> _Passage_
________________________________________
Life is a choice and choosing to live victoriously is better than trying to live a positive life negatively.
But here's the thing. If a child doesn't feel pain, will he learn? If an underlying health issue doesn't instill some pain, will we do anything about it?
Lepers yearn for the gift of pain, because their disease so dulls pain that they injure their limbs enough to lose them. The pain of learning carries through life, but it only is pain and will only adjust us, if we feel it and admit to it.
In our formative years we have so much happening that our suppressed pains bubble beneath our consciousness and never get addressed until a change in life or a crisis, brings the issues to the surface. Then God goes to work.
Bravery without fear is stupidity, just as faith without contradictions is merely an attitude. If we don't feel the pain of a time of spiritual adjustment, the chances are high that we won't hear what God is saying nor will we adjust our stance.
________________________________________
> _Work task_
Continue the passage on pain, starting right after its final sentence. The rows that come next are separate material with no connection to the passage on pain.

> _Stored data entries_
________________________________________
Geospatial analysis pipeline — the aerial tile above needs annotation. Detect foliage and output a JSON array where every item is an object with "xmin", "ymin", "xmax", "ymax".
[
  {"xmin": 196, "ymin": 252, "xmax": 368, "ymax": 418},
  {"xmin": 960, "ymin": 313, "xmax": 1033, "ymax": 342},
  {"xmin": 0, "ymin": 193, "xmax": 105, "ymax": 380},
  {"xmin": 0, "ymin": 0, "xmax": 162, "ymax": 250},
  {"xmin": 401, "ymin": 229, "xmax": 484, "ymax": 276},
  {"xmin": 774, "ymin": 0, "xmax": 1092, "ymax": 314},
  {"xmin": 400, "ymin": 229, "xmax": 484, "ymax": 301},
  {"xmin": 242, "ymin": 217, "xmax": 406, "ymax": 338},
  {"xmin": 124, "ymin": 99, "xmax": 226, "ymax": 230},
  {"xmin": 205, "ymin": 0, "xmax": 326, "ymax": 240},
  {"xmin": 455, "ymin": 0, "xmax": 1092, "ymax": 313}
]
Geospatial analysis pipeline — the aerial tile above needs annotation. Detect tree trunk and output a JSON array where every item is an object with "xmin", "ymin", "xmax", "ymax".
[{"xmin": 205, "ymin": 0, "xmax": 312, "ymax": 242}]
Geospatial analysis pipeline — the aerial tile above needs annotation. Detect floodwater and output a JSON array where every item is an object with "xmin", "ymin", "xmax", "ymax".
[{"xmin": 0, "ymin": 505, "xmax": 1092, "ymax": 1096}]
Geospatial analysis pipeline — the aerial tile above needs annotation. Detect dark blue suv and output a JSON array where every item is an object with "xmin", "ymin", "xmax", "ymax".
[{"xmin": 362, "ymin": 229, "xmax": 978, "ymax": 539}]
________________________________________
> _Output of the task_
Paul conceded that suffering is something to endure, for a season. It is not suffering if we merely rise above it when God may need us to listen. We all retreat to caves, so did biblical characters, but for the contemporary soul, such withdrawal can present via defense mechanisms like withdrawal, wallowing, anger, facades, and denial.
When I realized how much painful issues of my past had driven me into my own cave of coping and compensation, I needed counselling to confess that, because my posture had crowded God out of my crisis. That helped me to leave my cave, roll stones over it and walk with God into a better outcome.
So, this all poses a dilemma. I absolutely advocate worship in adversity, because it enthrones God and drives back our spiritual enemies, but that could be mistaken for a worldly attitude that veers close to mind-over-matter, which is not faith in God at all - it is often denialism and self-confidence.
CS Lewis rightly said, "Pain is God's megaphone to speak into our deaf worlds", and my experience is that God will allow the pain to deepen until we stop pretending and fall down in His presence to confess our need for answers and His love.
The biblical foundation for all of this is referred to as the baptism of suffering, by which we learn about God's will, just as Israel had to grow up in her own wilderness.
So yes, have faith, look up, believe God is working through it all, but don't deny the pain as that would be self-defeating. James 1:3 speaks of our faith turning to perseverance, but adds, "Let patience (in suffering) have its perfect work so that we may perfect and entire, wanting nothing".